== GIVEN EXERCISE ==
How many lines in the records below contain the string "instance", counting case as significant? Reply with the number alone.

== EXTRACTED ENTRIES ==
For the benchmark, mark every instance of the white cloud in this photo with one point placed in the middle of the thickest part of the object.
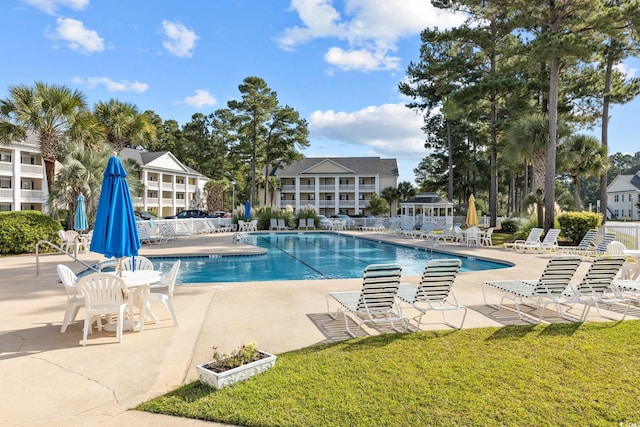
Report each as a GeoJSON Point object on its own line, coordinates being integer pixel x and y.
==
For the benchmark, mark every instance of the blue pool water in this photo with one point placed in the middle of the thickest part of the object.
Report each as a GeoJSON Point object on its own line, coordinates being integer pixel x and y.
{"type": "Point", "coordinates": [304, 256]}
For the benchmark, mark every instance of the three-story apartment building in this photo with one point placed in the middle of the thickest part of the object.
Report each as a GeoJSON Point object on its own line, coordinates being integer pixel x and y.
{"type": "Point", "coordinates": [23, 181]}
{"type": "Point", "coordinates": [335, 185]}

== EXERCISE RESULT ==
3